--- Extracted records ---

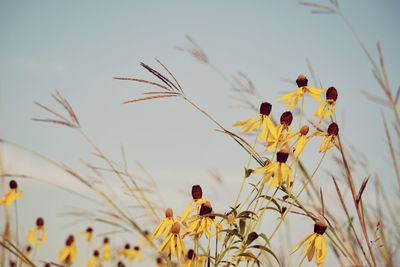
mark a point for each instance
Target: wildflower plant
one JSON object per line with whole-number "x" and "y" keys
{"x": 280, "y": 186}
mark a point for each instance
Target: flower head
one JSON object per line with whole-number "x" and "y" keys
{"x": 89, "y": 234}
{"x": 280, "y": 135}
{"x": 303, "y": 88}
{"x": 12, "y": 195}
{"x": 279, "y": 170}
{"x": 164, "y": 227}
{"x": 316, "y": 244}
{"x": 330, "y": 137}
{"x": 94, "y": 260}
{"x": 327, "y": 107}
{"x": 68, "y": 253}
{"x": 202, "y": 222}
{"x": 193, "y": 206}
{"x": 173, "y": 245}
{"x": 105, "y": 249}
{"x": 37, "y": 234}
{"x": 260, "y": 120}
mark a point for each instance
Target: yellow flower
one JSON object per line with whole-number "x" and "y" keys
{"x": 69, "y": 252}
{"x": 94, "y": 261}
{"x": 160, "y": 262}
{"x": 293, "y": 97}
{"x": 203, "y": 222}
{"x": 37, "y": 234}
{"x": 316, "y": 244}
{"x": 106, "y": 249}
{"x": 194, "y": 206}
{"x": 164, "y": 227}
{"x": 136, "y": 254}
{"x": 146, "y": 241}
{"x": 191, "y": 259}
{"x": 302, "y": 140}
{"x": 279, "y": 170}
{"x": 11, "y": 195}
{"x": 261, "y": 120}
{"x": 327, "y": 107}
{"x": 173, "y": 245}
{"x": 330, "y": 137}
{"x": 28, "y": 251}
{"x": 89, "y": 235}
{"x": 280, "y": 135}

---
--- Extracted records ---

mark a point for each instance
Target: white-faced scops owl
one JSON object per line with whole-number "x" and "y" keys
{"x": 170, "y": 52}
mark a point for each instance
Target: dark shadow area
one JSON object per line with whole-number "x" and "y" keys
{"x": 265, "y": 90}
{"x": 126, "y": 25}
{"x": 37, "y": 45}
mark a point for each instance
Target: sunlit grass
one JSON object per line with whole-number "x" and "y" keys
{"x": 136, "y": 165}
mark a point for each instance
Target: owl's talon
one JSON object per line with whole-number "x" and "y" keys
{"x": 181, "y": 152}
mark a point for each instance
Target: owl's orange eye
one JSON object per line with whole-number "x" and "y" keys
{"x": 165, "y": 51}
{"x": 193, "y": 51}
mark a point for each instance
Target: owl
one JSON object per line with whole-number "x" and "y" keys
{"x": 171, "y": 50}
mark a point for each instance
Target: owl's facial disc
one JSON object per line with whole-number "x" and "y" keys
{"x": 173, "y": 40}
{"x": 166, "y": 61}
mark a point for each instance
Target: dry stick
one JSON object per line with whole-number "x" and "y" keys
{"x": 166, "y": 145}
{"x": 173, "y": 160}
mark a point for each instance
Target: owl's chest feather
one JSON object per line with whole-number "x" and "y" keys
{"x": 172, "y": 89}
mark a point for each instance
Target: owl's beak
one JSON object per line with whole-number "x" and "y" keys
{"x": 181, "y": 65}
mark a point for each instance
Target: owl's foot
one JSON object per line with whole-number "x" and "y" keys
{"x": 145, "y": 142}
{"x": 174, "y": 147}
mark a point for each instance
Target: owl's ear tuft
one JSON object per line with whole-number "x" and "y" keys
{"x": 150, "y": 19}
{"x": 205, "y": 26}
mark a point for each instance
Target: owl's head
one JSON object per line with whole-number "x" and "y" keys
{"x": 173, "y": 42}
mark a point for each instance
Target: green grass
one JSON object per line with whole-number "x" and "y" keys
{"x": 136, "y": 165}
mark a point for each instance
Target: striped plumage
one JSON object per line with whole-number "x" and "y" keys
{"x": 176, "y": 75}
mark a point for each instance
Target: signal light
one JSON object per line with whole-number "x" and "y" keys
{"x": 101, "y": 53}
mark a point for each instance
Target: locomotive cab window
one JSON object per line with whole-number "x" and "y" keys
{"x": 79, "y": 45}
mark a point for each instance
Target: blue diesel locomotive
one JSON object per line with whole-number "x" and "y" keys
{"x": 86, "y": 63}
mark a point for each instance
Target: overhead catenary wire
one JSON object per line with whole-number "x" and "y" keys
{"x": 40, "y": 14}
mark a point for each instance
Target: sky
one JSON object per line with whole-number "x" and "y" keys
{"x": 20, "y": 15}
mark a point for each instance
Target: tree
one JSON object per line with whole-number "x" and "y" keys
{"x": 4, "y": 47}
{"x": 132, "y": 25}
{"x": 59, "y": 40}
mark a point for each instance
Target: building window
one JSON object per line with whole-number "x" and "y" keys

---
--- Extracted records ---

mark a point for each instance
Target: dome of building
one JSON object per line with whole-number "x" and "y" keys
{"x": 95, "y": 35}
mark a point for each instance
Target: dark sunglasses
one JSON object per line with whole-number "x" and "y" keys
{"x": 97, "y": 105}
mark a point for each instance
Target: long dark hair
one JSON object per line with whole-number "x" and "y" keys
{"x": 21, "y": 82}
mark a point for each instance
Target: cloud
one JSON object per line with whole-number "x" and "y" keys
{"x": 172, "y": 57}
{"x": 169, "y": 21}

---

Challenge: Count the lines in the listing that contain the string "dark", treating uppercase and lowercase as different, and give only the number.

Result of the exercise: 3